## TASK BRIEF
Starting at the line that contains "As a courtesy, could you identify the clear", output each line through the end of the data exactly, and nothing more.
#### DATASET EXCERPTS ####
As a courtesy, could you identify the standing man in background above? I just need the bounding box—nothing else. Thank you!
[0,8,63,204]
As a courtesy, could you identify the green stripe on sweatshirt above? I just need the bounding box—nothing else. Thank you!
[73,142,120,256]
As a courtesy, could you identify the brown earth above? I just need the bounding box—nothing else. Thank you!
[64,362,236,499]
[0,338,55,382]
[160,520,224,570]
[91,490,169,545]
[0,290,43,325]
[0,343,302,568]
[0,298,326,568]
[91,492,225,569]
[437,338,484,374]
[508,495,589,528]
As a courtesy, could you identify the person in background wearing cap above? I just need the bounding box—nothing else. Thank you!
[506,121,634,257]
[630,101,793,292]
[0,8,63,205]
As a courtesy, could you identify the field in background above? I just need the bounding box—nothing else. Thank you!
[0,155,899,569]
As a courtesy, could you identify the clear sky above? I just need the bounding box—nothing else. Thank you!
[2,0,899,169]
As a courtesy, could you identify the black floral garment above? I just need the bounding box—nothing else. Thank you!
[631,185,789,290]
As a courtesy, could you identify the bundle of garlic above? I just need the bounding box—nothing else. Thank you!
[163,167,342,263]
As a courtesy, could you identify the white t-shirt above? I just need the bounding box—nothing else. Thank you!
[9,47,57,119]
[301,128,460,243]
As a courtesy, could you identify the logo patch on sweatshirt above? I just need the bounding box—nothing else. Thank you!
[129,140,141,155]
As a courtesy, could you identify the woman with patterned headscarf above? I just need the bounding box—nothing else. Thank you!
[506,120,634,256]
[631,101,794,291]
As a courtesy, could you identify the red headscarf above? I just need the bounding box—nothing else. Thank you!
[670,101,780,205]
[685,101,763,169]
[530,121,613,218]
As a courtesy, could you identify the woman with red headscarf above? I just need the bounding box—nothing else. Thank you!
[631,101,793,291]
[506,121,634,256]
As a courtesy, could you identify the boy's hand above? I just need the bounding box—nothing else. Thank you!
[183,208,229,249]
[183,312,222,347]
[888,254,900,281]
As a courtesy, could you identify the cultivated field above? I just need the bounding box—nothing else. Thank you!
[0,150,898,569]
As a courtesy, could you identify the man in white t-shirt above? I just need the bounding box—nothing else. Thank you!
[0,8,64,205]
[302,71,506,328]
####
## TASK RESPONSE
As a courtesy, could you identify the clear sky above? I just need the bounding box—nothing else. Thank you!
[2,0,899,169]
As a courtesy, could you identify the black floral garment above? I just need the bounding box—nothing else. Thank you!
[631,185,789,290]
As a courtesy, could you identify the bundle of garlic above? I just need the bounding box—nothing else. Thank you!
[163,167,342,263]
As a courtesy, could you identify the white t-shirt above? I just need the bounding box—nothing else. Thank you!
[9,47,57,119]
[301,128,460,243]
As a courtesy, could you identify the logo patch on sweatshirt above? I just need the bounding box—nothing else. Thank you!
[129,140,141,155]
As a courtesy, could you identify the woman with patterned headscarf above? I just need the bounding box—nothing else. Thank you!
[506,120,634,256]
[631,101,794,291]
As a courtesy, could you identify the red headscarf above? I just need the bounding box—nothing else. Thank you!
[670,101,780,205]
[685,101,763,169]
[530,121,613,218]
As a courtesy, could you identify the woman with red headscarf above? I just need the bounding box—nothing else. Thank you!
[631,101,793,291]
[506,121,634,256]
As a courtesy, could you identify the boy's hand above? I just need the bounding box—nothing else. Thank you!
[183,208,229,249]
[183,312,222,347]
[888,254,900,281]
As a courtesy, could you identify the cultivated field above? I just need the bounding box—nothing else. Thank you!
[0,150,898,569]
As a courtesy, could you identify the man in white t-shirt above? I just need the bounding box—nothing else. Thank you!
[0,8,64,205]
[302,71,506,328]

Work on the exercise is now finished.